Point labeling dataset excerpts
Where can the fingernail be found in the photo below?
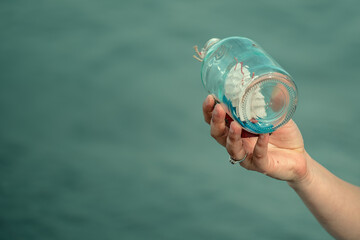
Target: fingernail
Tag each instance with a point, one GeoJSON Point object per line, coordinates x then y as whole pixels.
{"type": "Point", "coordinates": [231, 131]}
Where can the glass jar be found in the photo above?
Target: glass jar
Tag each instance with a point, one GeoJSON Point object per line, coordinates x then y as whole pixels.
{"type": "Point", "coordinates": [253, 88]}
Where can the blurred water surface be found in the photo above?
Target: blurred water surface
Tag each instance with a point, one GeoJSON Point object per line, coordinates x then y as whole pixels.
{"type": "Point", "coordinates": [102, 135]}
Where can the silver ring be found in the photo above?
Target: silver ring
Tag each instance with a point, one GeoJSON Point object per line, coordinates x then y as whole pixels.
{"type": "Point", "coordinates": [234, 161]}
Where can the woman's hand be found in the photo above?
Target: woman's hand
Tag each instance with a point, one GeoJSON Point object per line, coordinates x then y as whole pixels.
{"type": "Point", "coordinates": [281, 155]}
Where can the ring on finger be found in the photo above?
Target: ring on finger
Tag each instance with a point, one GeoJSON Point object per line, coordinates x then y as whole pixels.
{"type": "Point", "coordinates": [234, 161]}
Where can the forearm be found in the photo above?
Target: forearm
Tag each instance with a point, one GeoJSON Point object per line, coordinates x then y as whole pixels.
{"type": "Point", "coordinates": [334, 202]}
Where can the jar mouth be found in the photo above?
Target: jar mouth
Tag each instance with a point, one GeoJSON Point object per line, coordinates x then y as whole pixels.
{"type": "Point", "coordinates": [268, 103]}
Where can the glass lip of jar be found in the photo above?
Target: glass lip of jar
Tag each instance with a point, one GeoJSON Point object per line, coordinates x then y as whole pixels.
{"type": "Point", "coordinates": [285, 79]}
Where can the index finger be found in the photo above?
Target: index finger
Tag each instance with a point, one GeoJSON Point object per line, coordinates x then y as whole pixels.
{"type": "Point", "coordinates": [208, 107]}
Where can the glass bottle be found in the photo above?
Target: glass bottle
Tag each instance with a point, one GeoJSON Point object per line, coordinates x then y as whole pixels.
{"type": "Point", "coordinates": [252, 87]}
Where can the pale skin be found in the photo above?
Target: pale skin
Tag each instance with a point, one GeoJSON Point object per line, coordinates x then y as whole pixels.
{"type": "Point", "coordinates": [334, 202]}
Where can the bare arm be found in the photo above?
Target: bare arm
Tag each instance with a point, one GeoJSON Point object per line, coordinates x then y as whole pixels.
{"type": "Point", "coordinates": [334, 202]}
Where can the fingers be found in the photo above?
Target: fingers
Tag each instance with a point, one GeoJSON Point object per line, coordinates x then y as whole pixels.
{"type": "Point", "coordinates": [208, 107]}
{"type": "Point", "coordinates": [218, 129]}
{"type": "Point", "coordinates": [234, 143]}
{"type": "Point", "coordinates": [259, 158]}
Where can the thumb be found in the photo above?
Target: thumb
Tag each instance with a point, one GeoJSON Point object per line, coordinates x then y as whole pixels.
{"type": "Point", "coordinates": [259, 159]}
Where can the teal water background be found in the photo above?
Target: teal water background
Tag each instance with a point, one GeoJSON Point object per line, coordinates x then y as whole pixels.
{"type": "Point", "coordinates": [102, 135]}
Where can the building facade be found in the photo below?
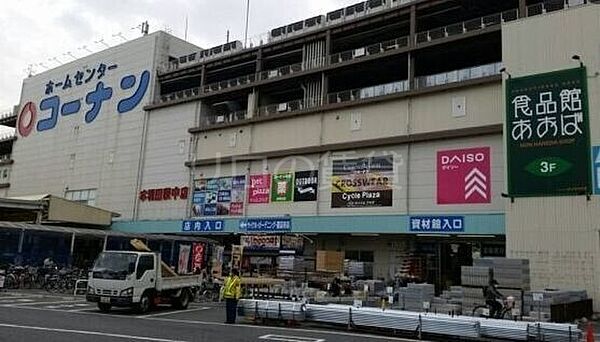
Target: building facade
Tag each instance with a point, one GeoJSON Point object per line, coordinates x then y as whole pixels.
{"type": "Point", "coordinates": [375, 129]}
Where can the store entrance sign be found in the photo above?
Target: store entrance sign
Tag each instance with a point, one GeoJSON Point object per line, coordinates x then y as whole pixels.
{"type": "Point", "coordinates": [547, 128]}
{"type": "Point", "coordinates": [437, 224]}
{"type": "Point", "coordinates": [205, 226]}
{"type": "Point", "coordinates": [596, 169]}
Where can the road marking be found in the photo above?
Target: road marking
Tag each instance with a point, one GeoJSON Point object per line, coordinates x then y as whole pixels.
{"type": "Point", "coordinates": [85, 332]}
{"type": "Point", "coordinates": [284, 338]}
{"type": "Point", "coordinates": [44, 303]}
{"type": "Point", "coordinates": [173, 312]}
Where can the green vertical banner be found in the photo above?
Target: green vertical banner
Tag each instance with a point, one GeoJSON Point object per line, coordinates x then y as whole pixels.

GIVEN EXERCISE: Reproduce every line of the material above word for word, leaving out the pictures.

CORRECT RESPONSE:
Where can the fingernail be found in the photo below?
Target: fingernail
Tag each instance with a point, one GeoJSON Point object per line, coordinates x then y as whole pixels.
{"type": "Point", "coordinates": [231, 131]}
Where can the glass jar be found in the photo above?
Target: glass jar
Tag each instance with a point, one GeoJSON Point object per line, coordinates x then y as whole pixels.
{"type": "Point", "coordinates": [253, 88]}
Where can the blurred water surface be found in the photo above?
Target: blurred water surface
Tag each instance with a point, one GeoJSON Point object per line, coordinates x then y as whole pixels.
{"type": "Point", "coordinates": [102, 135]}
Where can the silver ring be found in the photo above?
Target: silver ring
Tag each instance with a point, one GeoJSON Point object per line, coordinates x then y as whole pixels.
{"type": "Point", "coordinates": [234, 161]}
Where can the woman's hand be found in the photo above?
Target: woman's hand
Tag each instance with a point, one GeoJSON Point object per line, coordinates x then y as whole pixels.
{"type": "Point", "coordinates": [281, 155]}
Where can the ring on finger be found in the photo above?
Target: ring on finger
Tag each instance with a point, one GeoJSON Point object per line, coordinates x then y as whole pixels.
{"type": "Point", "coordinates": [234, 161]}
Where can the forearm be found in the photo above?
Target: forearm
Tag each instance with a point, one GeoJSON Point object per line, coordinates x then y as whole pixels.
{"type": "Point", "coordinates": [334, 202]}
Where can the jar mouth be found in the photo above?
Target: jar mouth
Tag each instance with a point, one GeoJSON Point object per line, coordinates x then y as whole pixels.
{"type": "Point", "coordinates": [268, 103]}
Where can the glass lip of jar be found in the photo above?
Target: glass lip of jar
Tag each instance with a point, one GeoJSON Point object per line, coordinates x then y as whole pixels.
{"type": "Point", "coordinates": [285, 79]}
Where can the index finger be found in the photo above?
Target: index finger
Tag each instance with a point, one GeoJSON Point object per line, coordinates x then y as whole pixels.
{"type": "Point", "coordinates": [208, 107]}
Where can the glass bottle be found in the photo above?
Target: glass bottle
Tag each instance with a point, one GeoJSON Point object per line, coordinates x then y as whole pixels.
{"type": "Point", "coordinates": [252, 87]}
Where can the pale skin be found in the photo above?
Target: pale skin
Tag each instance with a point, one GeoJSON Point object per line, coordinates x then y as whole pixels.
{"type": "Point", "coordinates": [334, 202]}
Where can the bare arm be found in the photo above?
Target: bare arm
Tag each instance with a point, one GeoJSON Point object per line, coordinates x then y as whole pixels.
{"type": "Point", "coordinates": [334, 202]}
Where can the fingers be found in the photo above?
Target: fingers
Tag each instance with a point, one GeoJSON Point object per line, coordinates x then y as whole pixels.
{"type": "Point", "coordinates": [208, 107]}
{"type": "Point", "coordinates": [218, 129]}
{"type": "Point", "coordinates": [234, 143]}
{"type": "Point", "coordinates": [259, 158]}
Where can the thumb be found in the photo above?
Target: thumb
Tag each instance with a point, one GeoJSON Point object per line, coordinates x then y as whole pixels.
{"type": "Point", "coordinates": [259, 159]}
Where can the teal water background be found in the photo above?
Target: teal water background
Tag each instance with a point, one GeoJSON Point object per line, coordinates x then y as whole pixels.
{"type": "Point", "coordinates": [102, 135]}
Where can the building facade be found in the photo below?
Target: building facade
Tag each instance with a point, one GeoJSON Point object per line, coordinates x then y as whole pixels.
{"type": "Point", "coordinates": [375, 129]}
Where can the store entrance sign be found in the photo above?
Target: store entrance sign
Tag each instance with a point, one GeoJSON Point object per line, coordinates x then y as whole pixels.
{"type": "Point", "coordinates": [547, 128]}
{"type": "Point", "coordinates": [437, 224]}
{"type": "Point", "coordinates": [205, 226]}
{"type": "Point", "coordinates": [596, 169]}
Where can the road marking be found in the photo above?
Target: road marking
Tag each instance with a point, one GeoJSON Point object per line, coordinates x then y as whole pixels.
{"type": "Point", "coordinates": [85, 332]}
{"type": "Point", "coordinates": [284, 338]}
{"type": "Point", "coordinates": [44, 303]}
{"type": "Point", "coordinates": [173, 312]}
Where can the green vertical banner be found in the photo above?
Target: green vertical banner
Tag each instance with a point, one GeoJSON Point object per line, coordinates x then y as whole pixels.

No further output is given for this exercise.